- DIRECTIONS -
Carry on the passage about sentencing categories for a driving offence, picking up after its final sentence.
## start EXCERPT TO READ
The Sentencing Guidelines for this offence are split into three categories as follows:
Category 3: Carrying a sentence of 5-6 penalty points and a Band A – C fine
Category 2: Carrying a sentence of 7-8 penalty points or disqualification of up to six months and/or a medium level community order or Band B fine.
Category 1: Carrying a sentence of a 6-12 month driving disqualification or 9-10 penalty points and/or a low- high level community service order or up to a 26 week custodial sentence.
The category you fall in to as an offender, is subject to the culpability and harm present during the commission of the offence. If an offender has demonstrated lower culpability and lesser harm, they would fall within category three. If an offender has demonstrated higher culpability and lesser harm or lower culpability and greater harm, they would fall within category two. If an offender has demonstrated high culpability and greater harm , he would fall within category one.
In cases where injury or significant damage has been caused, this would demonstrate greater harm. In cases where the offender has sought to avoid arrest for another offence, left an injured party at the scene when they knew/suspected injury, when an offender had provided false details and where a request for a sample of breath/blood/urine would have been made, had the offender stopped – this would indicate higher culpability.
Due to the vast range in sentencing for this offence, it is especially important to seek legal advice if charged with this offence. A solicitor can provide tailored support and advise depending on the sentencing category you are subject to and your objective. For some clients this may be avoiding a custodial sentence and others trying to reduce the amount of penalty points they receive, to avoid a ‘totting up’ disqualification.
Find out more about totting up bans in our blog; totting up ban, what do you need to know.
Yes, you should of course report collisions with animals too. Section 170(8) of the Road Traffic Act 1988 defines an ‘animal’ as horse, cattle, ass, mule, sheep, pig, goat or dog*.
## end EXCERPT TO READ
## start DATA EXCERPTS
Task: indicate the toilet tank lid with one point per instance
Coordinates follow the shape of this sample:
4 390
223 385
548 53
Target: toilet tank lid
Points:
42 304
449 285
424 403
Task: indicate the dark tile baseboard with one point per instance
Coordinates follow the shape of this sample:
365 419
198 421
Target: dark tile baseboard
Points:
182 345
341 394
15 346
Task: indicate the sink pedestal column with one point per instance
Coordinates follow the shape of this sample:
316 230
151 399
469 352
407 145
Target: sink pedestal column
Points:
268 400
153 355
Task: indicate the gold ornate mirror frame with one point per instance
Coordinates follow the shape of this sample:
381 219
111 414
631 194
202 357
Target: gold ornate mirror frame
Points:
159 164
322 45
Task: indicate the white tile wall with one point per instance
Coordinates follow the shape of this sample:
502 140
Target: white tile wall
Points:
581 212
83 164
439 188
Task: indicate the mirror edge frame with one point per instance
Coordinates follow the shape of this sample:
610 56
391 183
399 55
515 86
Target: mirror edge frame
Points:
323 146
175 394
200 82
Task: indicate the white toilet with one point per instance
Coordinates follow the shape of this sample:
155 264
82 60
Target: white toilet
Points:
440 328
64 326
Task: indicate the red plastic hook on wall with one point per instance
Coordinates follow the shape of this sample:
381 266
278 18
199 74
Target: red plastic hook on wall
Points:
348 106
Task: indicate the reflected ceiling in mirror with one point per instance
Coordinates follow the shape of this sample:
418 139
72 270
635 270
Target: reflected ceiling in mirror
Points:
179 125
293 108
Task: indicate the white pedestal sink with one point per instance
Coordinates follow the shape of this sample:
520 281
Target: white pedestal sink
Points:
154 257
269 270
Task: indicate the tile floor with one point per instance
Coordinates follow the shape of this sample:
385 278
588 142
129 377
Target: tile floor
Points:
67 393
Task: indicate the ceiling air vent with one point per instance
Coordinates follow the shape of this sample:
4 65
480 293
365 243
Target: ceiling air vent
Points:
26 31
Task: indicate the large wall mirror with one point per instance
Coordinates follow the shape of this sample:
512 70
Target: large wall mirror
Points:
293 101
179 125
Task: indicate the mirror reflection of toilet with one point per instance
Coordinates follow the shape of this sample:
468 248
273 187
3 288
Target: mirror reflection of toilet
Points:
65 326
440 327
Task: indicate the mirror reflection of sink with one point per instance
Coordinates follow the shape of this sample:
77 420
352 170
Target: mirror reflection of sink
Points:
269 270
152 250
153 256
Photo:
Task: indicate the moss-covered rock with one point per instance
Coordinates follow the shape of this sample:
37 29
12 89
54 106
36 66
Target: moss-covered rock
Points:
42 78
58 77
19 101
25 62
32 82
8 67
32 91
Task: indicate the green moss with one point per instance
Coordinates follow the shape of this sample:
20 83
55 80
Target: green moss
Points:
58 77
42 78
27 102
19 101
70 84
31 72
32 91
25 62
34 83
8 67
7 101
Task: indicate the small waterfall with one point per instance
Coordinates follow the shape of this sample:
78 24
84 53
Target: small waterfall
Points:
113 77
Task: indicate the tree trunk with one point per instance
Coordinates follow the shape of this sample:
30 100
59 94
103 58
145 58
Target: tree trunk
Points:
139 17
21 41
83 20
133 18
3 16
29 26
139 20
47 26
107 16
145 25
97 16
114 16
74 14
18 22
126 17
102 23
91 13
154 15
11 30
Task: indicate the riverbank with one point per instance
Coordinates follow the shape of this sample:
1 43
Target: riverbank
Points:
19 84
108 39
## end DATA EXCERPTS
- RESPONSE TO THIS TASK -
If you fail to report an accident involving any of the animals listed, then you have committed an offence.
Whilst you are not legally required to report an accident involving a cat or animal not listed, it is generally morally good practice to do so. A police log of the incident would mean that the owners of the animal are aware of the incident, can locate their pet and potentially provide it with much needed aid. This could also prevent the animal from suffering further.
We have spoken with a number of clients who have come into contact with a vehicle/person without realising. This may sound unlikely on the face of it but imagine this scenario;
Imagine that you’re leaving the car park of the supermarket and gently brush against a trolley or another vehicle when reversing out of your parking space. At very low speeds, with a radio on, you could quite legitimately be unaware that contact had occurred, or that any resulting damage was caused.
If the prosecution can evidence damage was caused, then you would need to demonstrate that it was reasonable for you to be unaware of this damage. In cases with substantial damage, this will of course be more difficult to argue successfully.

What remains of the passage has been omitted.